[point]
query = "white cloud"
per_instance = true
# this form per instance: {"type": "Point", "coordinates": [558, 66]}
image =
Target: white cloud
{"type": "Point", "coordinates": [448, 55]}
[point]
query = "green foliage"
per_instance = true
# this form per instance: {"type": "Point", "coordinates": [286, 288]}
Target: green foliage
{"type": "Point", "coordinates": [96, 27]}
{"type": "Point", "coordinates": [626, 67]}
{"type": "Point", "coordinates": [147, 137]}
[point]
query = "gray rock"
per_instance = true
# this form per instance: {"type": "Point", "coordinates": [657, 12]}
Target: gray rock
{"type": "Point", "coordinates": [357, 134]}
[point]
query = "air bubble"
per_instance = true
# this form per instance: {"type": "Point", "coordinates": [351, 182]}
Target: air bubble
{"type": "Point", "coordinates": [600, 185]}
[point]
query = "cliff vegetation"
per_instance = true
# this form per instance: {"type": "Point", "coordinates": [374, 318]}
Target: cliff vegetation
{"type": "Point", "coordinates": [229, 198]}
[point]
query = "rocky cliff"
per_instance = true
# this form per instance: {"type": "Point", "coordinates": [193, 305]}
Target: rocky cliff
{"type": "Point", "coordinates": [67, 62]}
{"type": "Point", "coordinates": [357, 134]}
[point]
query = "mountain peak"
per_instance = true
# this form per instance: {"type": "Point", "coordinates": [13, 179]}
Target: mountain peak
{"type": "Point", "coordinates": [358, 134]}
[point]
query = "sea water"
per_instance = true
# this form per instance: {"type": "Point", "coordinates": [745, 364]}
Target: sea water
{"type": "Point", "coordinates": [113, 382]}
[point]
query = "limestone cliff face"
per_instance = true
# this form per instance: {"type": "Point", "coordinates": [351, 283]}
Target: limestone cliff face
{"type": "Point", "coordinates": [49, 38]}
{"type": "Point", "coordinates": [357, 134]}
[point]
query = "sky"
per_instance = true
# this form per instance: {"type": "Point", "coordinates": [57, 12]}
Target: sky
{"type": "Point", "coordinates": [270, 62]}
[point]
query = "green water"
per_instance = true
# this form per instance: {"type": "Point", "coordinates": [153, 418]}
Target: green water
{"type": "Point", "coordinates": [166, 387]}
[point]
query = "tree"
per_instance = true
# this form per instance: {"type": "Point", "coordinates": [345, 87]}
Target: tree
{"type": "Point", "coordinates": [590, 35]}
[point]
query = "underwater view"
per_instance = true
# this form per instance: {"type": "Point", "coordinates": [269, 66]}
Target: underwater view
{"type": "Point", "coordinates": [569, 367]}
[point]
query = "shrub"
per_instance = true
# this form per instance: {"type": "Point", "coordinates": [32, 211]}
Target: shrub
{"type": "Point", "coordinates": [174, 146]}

▶ _PROBLEM_
Would you return the entries exactly as they stand?

▶ _SOLUTION TO THIS EXERCISE_
[point]
query = "white cloud"
per_instance = true
# this form per instance: {"type": "Point", "coordinates": [558, 66]}
image =
Target: white cloud
{"type": "Point", "coordinates": [448, 55]}
[point]
query = "green foliage"
per_instance = true
# this form per instance: {"type": "Point", "coordinates": [286, 288]}
Target: green foliage
{"type": "Point", "coordinates": [96, 27]}
{"type": "Point", "coordinates": [626, 67]}
{"type": "Point", "coordinates": [147, 137]}
[point]
query = "gray rock"
per_instance = true
# this form per instance: {"type": "Point", "coordinates": [657, 12]}
Target: gray rock
{"type": "Point", "coordinates": [357, 134]}
[point]
query = "air bubble"
per_instance = true
# this form per instance: {"type": "Point", "coordinates": [351, 182]}
Target: air bubble
{"type": "Point", "coordinates": [600, 185]}
[point]
query = "cliff vegetation"
per_instance = true
# this form per instance: {"type": "Point", "coordinates": [374, 318]}
Target: cliff vegetation
{"type": "Point", "coordinates": [229, 198]}
[point]
query = "rocky cliff"
per_instance = true
# this form per instance: {"type": "Point", "coordinates": [193, 305]}
Target: rocky cliff
{"type": "Point", "coordinates": [67, 62]}
{"type": "Point", "coordinates": [357, 134]}
[point]
query = "mountain peak"
per_instance = true
# this form per instance: {"type": "Point", "coordinates": [13, 179]}
Target: mountain peak
{"type": "Point", "coordinates": [358, 134]}
[point]
query = "sea water"
per_instance = true
# this form per instance: {"type": "Point", "coordinates": [745, 364]}
Target: sea water
{"type": "Point", "coordinates": [113, 382]}
[point]
query = "limestone cliff face"
per_instance = true
# this form per instance: {"type": "Point", "coordinates": [351, 283]}
Target: limestone cliff face
{"type": "Point", "coordinates": [49, 38]}
{"type": "Point", "coordinates": [357, 134]}
[point]
query = "sky"
per_instance = true
# this form per instance: {"type": "Point", "coordinates": [57, 12]}
Target: sky
{"type": "Point", "coordinates": [270, 62]}
[point]
query = "green water"
per_instance = true
# this form per instance: {"type": "Point", "coordinates": [153, 418]}
Target: green water
{"type": "Point", "coordinates": [166, 387]}
[point]
query = "tree"
per_instance = true
# this form per instance: {"type": "Point", "coordinates": [345, 87]}
Target: tree
{"type": "Point", "coordinates": [590, 35]}
[point]
query = "underwater view"
per_instance = true
# this form per instance: {"type": "Point", "coordinates": [269, 66]}
Target: underwater view
{"type": "Point", "coordinates": [569, 367]}
[point]
query = "shrub"
per_instance = true
# this form per instance: {"type": "Point", "coordinates": [32, 211]}
Target: shrub
{"type": "Point", "coordinates": [174, 146]}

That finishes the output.